- **Excerpt to read**
A Shuswap Passion column for the Shuswap Market News, by Jim Cooperman

At the inaugural meeting in February, 1989, I gave a short speech that included these thoughts, “We are all sick of hearing how we live in a throw-away society, how our forests are being clear-cut at double the rate that they are growing back, how our lakes and rivers are dying from pollution, how our food is full of chemicals that cause cancer and how our governments respond only when the problems reach epidemic proportions. We want to find out how these global problems relate to us here. We hear on the news how poorly the B.C. forests are being managed, but what we need to find out is what forestry problems exist here at the Shuswap.  We need answers, we need to spread the word, we need to take action and we have to fight from the grassroots level up. “

It did not take long after incorporation for the fledgling society to begin taking action. In just its first year, SEAS sponsored a well-attended forestry workshop that included a field trip to recent Larch Hills clearcuts with forest service staff and a local sawmill forester. A very successful Earth Day event at the community centre with speakers, displays and a dance band raised significant funds to publish an educational newspaper, the Shuswap Eco-Watch, with articles on waste dumps, forestry, pesticides, radon gas, recycling, and water quality, an issue that continues to be a major concern.

For the next few years, SEAS focused on developing a sustainable stewardship plan that further evolved into advocacy efforts to improve forestry practices, promote wilderness conservation and push for land use planning. Two more Eco-Watch newspapers were published with colour satellite photos showing where logging was proposed, followed by a series of newspaper columns promoting park creation. Map brochures were published to encourage the public to visit the endangered wilderness areas that needed protection and a video was made called Shuswap Wild with spectacular photography including aerial scenes.

Land use planning began in Kamloops in 1992, which, after three years, resulted in new parks in the Adams Lake area in addition to many others in that region. Finally in 1995, land use planning began in the Okanagan Shuswap, and SEAS conservation efforts evolved from advocacy to process and finally negotiations. The result was 25,000 hectares of new parks, including the Upper Seymour River rainforest and the magnificent Anstey-Arm Hunakwa Lake wilderness area. Additionally, thousands of hectares of old growth forest were set aside and there was direction for vastly improved forest management to better protect non-timber forest values.

- **Records shown**
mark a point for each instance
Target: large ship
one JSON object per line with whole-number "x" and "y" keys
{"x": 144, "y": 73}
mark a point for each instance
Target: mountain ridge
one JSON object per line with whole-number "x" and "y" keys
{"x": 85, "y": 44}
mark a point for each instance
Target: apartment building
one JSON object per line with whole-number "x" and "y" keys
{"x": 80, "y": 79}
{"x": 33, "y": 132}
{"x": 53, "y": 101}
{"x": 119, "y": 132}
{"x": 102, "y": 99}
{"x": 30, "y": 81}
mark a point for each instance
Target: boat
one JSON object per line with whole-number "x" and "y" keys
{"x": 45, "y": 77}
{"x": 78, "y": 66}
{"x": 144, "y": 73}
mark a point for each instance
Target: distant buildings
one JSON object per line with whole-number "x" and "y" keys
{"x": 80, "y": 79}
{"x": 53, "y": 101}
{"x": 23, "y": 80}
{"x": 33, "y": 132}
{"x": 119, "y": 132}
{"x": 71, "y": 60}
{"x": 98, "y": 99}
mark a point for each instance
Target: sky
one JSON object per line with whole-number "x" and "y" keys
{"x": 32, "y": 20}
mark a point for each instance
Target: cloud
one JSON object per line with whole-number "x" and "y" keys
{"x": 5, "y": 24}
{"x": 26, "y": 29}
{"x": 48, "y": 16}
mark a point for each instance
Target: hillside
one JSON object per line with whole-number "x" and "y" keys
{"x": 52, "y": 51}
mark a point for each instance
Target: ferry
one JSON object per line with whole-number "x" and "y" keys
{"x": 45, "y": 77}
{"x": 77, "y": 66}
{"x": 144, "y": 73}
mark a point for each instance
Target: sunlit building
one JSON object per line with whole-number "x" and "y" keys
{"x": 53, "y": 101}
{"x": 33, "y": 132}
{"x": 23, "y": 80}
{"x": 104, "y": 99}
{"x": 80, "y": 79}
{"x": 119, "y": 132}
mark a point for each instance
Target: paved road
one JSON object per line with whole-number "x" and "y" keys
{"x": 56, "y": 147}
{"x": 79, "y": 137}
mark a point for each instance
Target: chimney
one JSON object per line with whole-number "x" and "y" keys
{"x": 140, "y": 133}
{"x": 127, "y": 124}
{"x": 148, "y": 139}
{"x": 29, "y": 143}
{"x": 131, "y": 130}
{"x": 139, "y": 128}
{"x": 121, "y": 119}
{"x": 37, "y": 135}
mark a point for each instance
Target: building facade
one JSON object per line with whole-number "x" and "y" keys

- **Exercise set**
A: Translate this sentence from the Shuswap column into Spanish: "It did not take long after incorporation for the fledgling society to begin taking action."
B: Carry on the Shuswap column, starting after its last sentence.

- **Results**
A: No pasó mucho tiempo después de su constitución para que la incipiente sociedad comenzara a pasar a la acción.

B:
In an effort to advocate for lowering the rate of logging, SEAS produced a spatial timber supply analysis in 1994 that clearly showed how there would be little intact forest left after 17 years. The rate of cut was never decreased, which likely contributed to the loss of this region’s major sawmill in Canoe a few years ago.

In 2008, the successful effort to halt the proposed marina and condo development near the mouth of the Adams River resulted in national media coverage. And while we were unable to see the property purchased by the provincial government to be added to Roderick Haig-Brown Park, the current plan for the Cottonwoods Campground includes public access to the beach, restoration of significant fish habitat, removal of the buoys, and a continuation of RV camping.

After SEAS helped change the map of the Shuswap through the creation of new parks, in 2010 it worked with many diverse partners including all levels of government to produce the first map of the Shuswap watershed in a poster format.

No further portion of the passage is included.